Pilkada Jakarta 2024: PDI Perjuangan Buka Peluang Kerja Sama dengan Partai yang Bergabung ke KIM Plus
- Penulis : Krista Riyanto
- Rabu, 21 Agustus 2024 05:12 WIB
ORBITINDONESIA.COM - Ketua DPP PDI Perjuangan Bidang Pemenangan Pemilu Eksekutif Deddy Sitorus mengatakan, partainya membuka peluang kerja sama dengan partai yang bergabung di koalisi Indonesia maju (KIM) plus untuk bersama mengusung calon kepala daerah di Pilkada DKI Jakarta 2024.
Partai di KIM plus adalah Partai Gerindra, Partai Golkar, PKS, Partai NasDem, dan Partai Kebangkitan Bangsa (PKB), Partai Solidaritas Indonesia (PSI), Partai Demokrat, Partai Amanat Nasional (PAN), Partai Garuda, Partai Gelora, Partai Perindo, dan Partai Persatuan Pembangunan (PPP).
"Sangat membuka untuk gotong royong bersama. Untuk rakyat Jakarta," kata Deddy kepada media di kantor DPP PDI Perjuangan, Jakarta, Selasa 20 Agustus 2024 malam usai putusan Mahkamah Konstitusi yang menganulir syarat dukungan calon kepala daerah.
Baca Juga: Pilkada Jakarta, Ridwan Kamil tentang Para Gubernur Sebelumnya: Hal yang Baik-baik Kami Pertahankan
Apabila tidak ada partai yang dapat diajak bekerja sama, katanya, PDI Perjuangan siap mengusung calon kepala daerahnya sendirian.
"Kami akan berkoalisi dengan rakyat, karena rakyat Jakarta ingin demokrasi ini dijaga dan diberikan menu untuk memilih pilihan lebih dari satu," ujarnya.
Deddy juga menilai Putusan Mahkamah Konstitusi (MK) Nomor 60/PUU-XXII/2024 terkait gugatan terhadap UU Pilkada memungkinkan lebih banyak partai politik mengajukan calon sendiri.
Dia memastikan partainya akan mengusung calon kepala daerah di Pilkada Jakarta 2024.
Mahkamah Konstitusi melalui Putusan Nomor 60/PUU-XXII/2024 mengubah ambang batas (threshold) pencalonan calon kepala daerah dan calon wakil kepala daerah.

_Data Tersimpan_.
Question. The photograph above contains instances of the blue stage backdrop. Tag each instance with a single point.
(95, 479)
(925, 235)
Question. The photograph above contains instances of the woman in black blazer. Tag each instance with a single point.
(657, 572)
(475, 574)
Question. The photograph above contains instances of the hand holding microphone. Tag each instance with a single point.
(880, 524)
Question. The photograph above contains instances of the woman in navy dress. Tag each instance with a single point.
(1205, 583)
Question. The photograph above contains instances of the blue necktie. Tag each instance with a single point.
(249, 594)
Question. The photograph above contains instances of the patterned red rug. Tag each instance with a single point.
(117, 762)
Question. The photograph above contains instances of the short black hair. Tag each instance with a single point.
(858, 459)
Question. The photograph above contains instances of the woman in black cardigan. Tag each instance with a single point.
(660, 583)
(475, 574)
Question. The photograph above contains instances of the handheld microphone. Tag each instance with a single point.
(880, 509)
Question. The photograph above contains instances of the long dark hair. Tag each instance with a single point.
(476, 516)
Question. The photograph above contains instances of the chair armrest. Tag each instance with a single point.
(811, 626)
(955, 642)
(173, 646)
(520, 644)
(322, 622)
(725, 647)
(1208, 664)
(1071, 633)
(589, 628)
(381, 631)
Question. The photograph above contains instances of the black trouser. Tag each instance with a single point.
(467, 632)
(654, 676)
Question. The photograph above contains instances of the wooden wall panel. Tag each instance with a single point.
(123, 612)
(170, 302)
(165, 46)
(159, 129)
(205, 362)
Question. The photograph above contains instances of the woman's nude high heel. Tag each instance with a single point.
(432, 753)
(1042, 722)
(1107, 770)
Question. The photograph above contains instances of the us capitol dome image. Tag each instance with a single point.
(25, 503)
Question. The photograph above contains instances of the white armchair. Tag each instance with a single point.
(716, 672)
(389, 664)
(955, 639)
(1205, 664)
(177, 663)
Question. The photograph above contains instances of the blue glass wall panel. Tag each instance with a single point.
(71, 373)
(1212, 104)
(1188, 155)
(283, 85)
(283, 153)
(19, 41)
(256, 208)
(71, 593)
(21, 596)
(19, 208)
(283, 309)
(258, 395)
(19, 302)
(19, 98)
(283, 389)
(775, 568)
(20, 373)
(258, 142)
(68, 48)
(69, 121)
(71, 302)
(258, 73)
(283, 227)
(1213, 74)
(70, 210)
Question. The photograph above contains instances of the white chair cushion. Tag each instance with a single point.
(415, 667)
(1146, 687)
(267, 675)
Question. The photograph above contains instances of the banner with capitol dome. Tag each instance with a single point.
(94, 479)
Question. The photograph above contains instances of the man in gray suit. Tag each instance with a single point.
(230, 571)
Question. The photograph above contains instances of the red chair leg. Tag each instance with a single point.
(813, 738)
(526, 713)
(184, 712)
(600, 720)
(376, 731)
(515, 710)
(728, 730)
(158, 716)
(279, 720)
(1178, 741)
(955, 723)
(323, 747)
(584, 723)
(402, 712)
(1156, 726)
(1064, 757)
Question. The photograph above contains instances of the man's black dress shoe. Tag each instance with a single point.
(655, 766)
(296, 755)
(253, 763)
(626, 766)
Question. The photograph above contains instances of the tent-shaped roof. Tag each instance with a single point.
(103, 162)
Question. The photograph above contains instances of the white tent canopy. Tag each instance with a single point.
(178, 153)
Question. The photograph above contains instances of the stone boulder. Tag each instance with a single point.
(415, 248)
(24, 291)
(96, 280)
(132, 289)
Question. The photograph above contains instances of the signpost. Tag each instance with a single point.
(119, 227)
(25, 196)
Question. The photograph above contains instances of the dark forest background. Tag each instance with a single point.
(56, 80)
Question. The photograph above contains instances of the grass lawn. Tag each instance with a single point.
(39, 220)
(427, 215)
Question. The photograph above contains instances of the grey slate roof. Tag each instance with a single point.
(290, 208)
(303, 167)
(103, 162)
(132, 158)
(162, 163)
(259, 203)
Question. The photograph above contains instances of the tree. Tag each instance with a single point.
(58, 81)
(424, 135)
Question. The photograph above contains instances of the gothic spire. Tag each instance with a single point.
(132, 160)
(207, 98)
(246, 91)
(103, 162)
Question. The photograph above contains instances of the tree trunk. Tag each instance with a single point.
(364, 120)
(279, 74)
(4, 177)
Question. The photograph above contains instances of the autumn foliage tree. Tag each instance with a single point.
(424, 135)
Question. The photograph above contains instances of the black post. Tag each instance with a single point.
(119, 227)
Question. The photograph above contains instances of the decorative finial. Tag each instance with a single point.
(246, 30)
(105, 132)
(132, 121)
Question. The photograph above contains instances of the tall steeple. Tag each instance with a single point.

_Tujuan_.
a - Terjemahkan ke dalam bahasa Inggris kalimat berikut dari teks tentang Pilkada Jakarta 2024: "Mahkamah Konstitusi melalui Putusan Nomor 60/PUU-XXII/2024 mengubah ambang batas (threshold) pencalonan calon kepala daerah dan calon wakil kepala daerah."
b - Teruskan teks tentang Pilkada Jakarta 2024 dengan menulis lanjutan setelah kalimat terakhirnya.

_Jawaban Akhir_.
a - Through Decision Number 60/PUU-XXII/2024, the Constitutional Court changed the threshold for nominating regional head candidates and deputy regional head candidates.

b -
Lewat putusan ini, MK menyatakan partai politik yang tidak mendapatkan kursi di DPRD bisa mencalonkan pasangan calon. Penghitungan syarat untuk mengusulkan pasangan calon melalui partai politik atau gabungan partai politik peserta pemilu hanya didasarkan pada hasil perolehan suara sah dalam pemilu di daerah yang bersangkutan.
“Amar putusan, mengabulkan permohonan para pemohon untuk sebagian,” kata Ketua MK Suhartoyo membacakan amar putusan untuk perkara yang diajukan Partai Buruh dan Partai Gelora itu di Ruang Sidang Pleno MK, Jakarta, Selasa.
Dalam perkara ini, Partai Buruh diwakili Said Iqbal selaku Presiden dan Ferri Nurzali selaku Sekretaris Jenderal. Sementara itu, Partai Gelora diwakili Muhammad Anis Matta selaku Ketua Umum dan Mahfuz Sidik selaku Sekretaris Jenderal.
Lebih lanjut, MK mengatur bahwa partai politik atau gabungan partai politik peserta pemilu dapat mendaftarkan pasangan calon jika telah memenuhi persyaratan sebagai berikut:
Baca Juga: Pilkada Jakarta 2024: Ridwan Kamil-Suswono Hadir Setelah Prabowo Dengar Harapan Warga
Untuk mengusulkan calon gubernur dan calon wakil gubernur:
a. Provinsi dengan jumlah penduduk yang termuat pada daftar pemilih tetap sampai dengan 2 juta jiwa, partai politik atau gabungan partai politik peserta pemilu harus memperoleh suara sah paling sedikit 10 persen di provinsi tersebut.
b. Provinsi dengan jumlah penduduk yang termuat pada daftar pemilih tetap lebih dari 2 juta jiwa sampai dengan 6 juta jiwa, partai politik atau gabungan partai politik peserta pemilu harus memperoleh suara sah paling sedikit 8,5 persen di provinsi tersebut.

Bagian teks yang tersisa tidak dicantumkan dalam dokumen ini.